** start Data section **

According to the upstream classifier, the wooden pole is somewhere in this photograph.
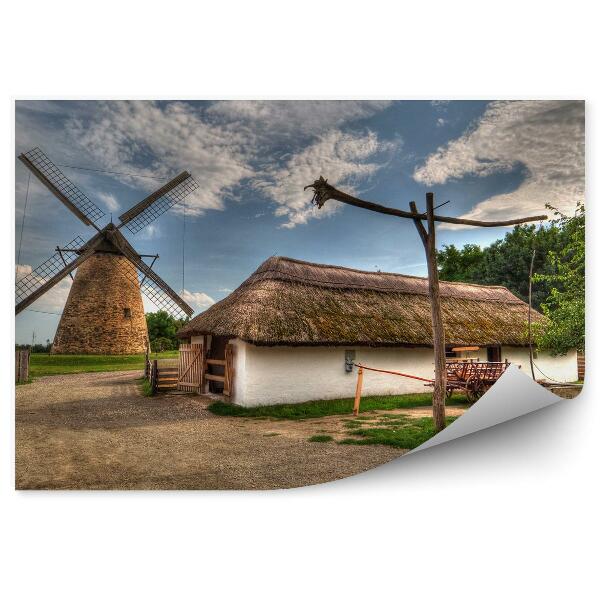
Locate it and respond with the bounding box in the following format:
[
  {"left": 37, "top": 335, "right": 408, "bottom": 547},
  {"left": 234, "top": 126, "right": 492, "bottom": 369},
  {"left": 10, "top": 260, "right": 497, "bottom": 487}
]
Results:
[
  {"left": 304, "top": 176, "right": 548, "bottom": 227},
  {"left": 352, "top": 367, "right": 363, "bottom": 417},
  {"left": 304, "top": 176, "right": 548, "bottom": 431},
  {"left": 527, "top": 248, "right": 536, "bottom": 381},
  {"left": 426, "top": 192, "right": 446, "bottom": 431}
]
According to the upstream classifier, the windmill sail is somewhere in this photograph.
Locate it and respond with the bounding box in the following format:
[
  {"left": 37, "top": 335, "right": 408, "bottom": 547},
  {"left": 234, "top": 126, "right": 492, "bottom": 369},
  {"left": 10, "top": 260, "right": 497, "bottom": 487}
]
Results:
[
  {"left": 119, "top": 171, "right": 198, "bottom": 233},
  {"left": 19, "top": 148, "right": 106, "bottom": 225},
  {"left": 15, "top": 233, "right": 103, "bottom": 315},
  {"left": 108, "top": 229, "right": 194, "bottom": 318}
]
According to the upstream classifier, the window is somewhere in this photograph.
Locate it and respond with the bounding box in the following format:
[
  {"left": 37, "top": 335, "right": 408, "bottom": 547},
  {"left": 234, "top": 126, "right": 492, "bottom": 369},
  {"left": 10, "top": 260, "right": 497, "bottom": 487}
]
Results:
[{"left": 487, "top": 346, "right": 502, "bottom": 362}]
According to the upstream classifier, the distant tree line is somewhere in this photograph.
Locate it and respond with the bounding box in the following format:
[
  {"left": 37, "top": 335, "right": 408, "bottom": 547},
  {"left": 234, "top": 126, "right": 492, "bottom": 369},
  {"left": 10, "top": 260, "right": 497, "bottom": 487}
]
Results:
[
  {"left": 438, "top": 204, "right": 585, "bottom": 354},
  {"left": 146, "top": 310, "right": 189, "bottom": 352},
  {"left": 15, "top": 340, "right": 52, "bottom": 354}
]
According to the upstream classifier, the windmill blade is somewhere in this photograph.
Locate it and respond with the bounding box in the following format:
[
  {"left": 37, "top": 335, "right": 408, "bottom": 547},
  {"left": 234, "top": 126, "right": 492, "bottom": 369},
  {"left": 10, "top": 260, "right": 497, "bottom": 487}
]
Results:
[
  {"left": 19, "top": 148, "right": 106, "bottom": 229},
  {"left": 15, "top": 234, "right": 101, "bottom": 315},
  {"left": 119, "top": 171, "right": 198, "bottom": 233},
  {"left": 109, "top": 229, "right": 194, "bottom": 318}
]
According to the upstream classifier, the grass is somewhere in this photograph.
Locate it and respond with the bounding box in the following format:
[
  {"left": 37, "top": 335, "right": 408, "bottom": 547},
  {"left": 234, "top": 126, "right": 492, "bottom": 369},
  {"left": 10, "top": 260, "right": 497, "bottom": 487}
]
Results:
[
  {"left": 208, "top": 393, "right": 467, "bottom": 420},
  {"left": 339, "top": 417, "right": 457, "bottom": 450},
  {"left": 138, "top": 377, "right": 154, "bottom": 396},
  {"left": 29, "top": 350, "right": 178, "bottom": 377}
]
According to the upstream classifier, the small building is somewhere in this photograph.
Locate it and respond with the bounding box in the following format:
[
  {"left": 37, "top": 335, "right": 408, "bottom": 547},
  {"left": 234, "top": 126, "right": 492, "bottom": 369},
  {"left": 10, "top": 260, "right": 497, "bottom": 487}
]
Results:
[{"left": 178, "top": 257, "right": 577, "bottom": 406}]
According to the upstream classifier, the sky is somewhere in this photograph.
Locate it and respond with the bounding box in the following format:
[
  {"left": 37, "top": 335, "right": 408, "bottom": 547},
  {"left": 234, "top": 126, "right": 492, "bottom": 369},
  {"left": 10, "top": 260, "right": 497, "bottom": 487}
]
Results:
[{"left": 15, "top": 100, "right": 585, "bottom": 343}]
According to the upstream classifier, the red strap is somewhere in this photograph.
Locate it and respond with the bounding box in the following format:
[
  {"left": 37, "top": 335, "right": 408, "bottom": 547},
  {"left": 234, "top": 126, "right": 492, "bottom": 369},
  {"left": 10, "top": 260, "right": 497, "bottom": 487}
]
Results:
[{"left": 354, "top": 363, "right": 434, "bottom": 383}]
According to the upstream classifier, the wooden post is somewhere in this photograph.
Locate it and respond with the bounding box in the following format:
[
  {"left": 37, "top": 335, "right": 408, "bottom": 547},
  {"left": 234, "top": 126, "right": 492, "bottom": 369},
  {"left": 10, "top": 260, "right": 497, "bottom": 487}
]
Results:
[
  {"left": 304, "top": 175, "right": 548, "bottom": 431},
  {"left": 352, "top": 367, "right": 363, "bottom": 417},
  {"left": 410, "top": 192, "right": 446, "bottom": 431},
  {"left": 15, "top": 350, "right": 29, "bottom": 383},
  {"left": 427, "top": 192, "right": 446, "bottom": 431},
  {"left": 527, "top": 248, "right": 536, "bottom": 381},
  {"left": 150, "top": 359, "right": 158, "bottom": 394}
]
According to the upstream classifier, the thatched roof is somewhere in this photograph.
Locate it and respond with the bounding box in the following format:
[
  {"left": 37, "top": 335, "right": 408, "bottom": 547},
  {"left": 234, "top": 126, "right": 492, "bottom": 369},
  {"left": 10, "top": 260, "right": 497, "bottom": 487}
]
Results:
[{"left": 178, "top": 257, "right": 541, "bottom": 346}]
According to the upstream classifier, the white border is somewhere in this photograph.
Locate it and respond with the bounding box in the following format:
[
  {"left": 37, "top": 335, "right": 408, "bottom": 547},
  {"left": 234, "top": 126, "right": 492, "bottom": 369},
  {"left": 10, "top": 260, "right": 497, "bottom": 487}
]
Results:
[{"left": 0, "top": 0, "right": 600, "bottom": 599}]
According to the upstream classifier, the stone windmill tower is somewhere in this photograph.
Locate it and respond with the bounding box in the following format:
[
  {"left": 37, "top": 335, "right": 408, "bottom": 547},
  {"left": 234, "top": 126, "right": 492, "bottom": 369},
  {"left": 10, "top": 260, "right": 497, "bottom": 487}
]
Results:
[{"left": 15, "top": 148, "right": 198, "bottom": 354}]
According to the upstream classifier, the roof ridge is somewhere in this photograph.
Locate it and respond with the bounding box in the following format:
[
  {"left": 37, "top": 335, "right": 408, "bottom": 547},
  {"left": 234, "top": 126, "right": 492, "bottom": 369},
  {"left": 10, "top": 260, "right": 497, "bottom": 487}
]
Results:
[{"left": 262, "top": 255, "right": 512, "bottom": 294}]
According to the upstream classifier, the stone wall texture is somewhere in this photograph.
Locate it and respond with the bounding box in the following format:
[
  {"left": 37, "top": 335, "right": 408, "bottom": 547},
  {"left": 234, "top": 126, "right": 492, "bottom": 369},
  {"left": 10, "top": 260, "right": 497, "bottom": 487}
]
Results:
[{"left": 52, "top": 253, "right": 148, "bottom": 354}]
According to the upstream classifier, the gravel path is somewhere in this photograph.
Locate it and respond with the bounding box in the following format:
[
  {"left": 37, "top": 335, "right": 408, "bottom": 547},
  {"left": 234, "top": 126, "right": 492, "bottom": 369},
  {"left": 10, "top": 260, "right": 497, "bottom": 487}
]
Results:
[{"left": 16, "top": 371, "right": 405, "bottom": 489}]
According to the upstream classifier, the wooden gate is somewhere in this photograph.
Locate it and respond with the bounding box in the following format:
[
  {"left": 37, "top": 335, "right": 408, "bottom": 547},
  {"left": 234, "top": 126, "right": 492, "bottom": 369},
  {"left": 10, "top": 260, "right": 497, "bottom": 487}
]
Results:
[
  {"left": 177, "top": 344, "right": 205, "bottom": 393},
  {"left": 177, "top": 344, "right": 233, "bottom": 397}
]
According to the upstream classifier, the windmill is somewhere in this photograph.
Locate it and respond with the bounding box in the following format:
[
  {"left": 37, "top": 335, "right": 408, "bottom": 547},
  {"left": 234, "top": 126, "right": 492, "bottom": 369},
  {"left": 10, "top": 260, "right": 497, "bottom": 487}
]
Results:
[{"left": 15, "top": 148, "right": 198, "bottom": 354}]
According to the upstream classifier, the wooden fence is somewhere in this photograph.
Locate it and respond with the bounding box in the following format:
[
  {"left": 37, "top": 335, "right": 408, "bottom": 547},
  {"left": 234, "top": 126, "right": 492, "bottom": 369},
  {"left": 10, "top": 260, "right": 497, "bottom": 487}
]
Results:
[
  {"left": 177, "top": 344, "right": 205, "bottom": 393},
  {"left": 15, "top": 350, "right": 30, "bottom": 383},
  {"left": 577, "top": 352, "right": 585, "bottom": 381}
]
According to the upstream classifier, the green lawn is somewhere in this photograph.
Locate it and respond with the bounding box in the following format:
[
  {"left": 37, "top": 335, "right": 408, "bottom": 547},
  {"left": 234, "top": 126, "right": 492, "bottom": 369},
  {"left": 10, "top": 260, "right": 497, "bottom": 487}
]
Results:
[
  {"left": 208, "top": 393, "right": 467, "bottom": 419},
  {"left": 29, "top": 350, "right": 178, "bottom": 377},
  {"left": 339, "top": 415, "right": 457, "bottom": 450}
]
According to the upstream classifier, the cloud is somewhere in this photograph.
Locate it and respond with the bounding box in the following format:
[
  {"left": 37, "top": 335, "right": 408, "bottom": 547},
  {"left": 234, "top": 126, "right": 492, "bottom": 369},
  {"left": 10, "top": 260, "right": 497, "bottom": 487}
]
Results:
[
  {"left": 17, "top": 100, "right": 392, "bottom": 231},
  {"left": 15, "top": 264, "right": 72, "bottom": 313},
  {"left": 413, "top": 101, "right": 585, "bottom": 229},
  {"left": 96, "top": 192, "right": 121, "bottom": 212},
  {"left": 179, "top": 290, "right": 215, "bottom": 312},
  {"left": 255, "top": 130, "right": 400, "bottom": 228},
  {"left": 207, "top": 100, "right": 392, "bottom": 137},
  {"left": 66, "top": 101, "right": 253, "bottom": 215}
]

** end Data section **

**Aim of the exercise:** Copy the data again from the line that has "According to the upstream classifier, the cloud" through the end, with "bounding box" replaced by "rectangle" and nothing else changed.

**Reply to the exercise:**
According to the upstream classifier, the cloud is somewhere in this photograph.
Locate it and respond with the rectangle in the following format:
[
  {"left": 37, "top": 335, "right": 408, "bottom": 547},
  {"left": 234, "top": 126, "right": 492, "bottom": 369},
  {"left": 10, "top": 260, "right": 497, "bottom": 487}
]
Results:
[
  {"left": 17, "top": 100, "right": 392, "bottom": 231},
  {"left": 15, "top": 264, "right": 72, "bottom": 313},
  {"left": 413, "top": 101, "right": 585, "bottom": 229},
  {"left": 96, "top": 192, "right": 121, "bottom": 212},
  {"left": 179, "top": 290, "right": 215, "bottom": 312},
  {"left": 255, "top": 130, "right": 400, "bottom": 228},
  {"left": 207, "top": 100, "right": 392, "bottom": 137},
  {"left": 66, "top": 101, "right": 253, "bottom": 215}
]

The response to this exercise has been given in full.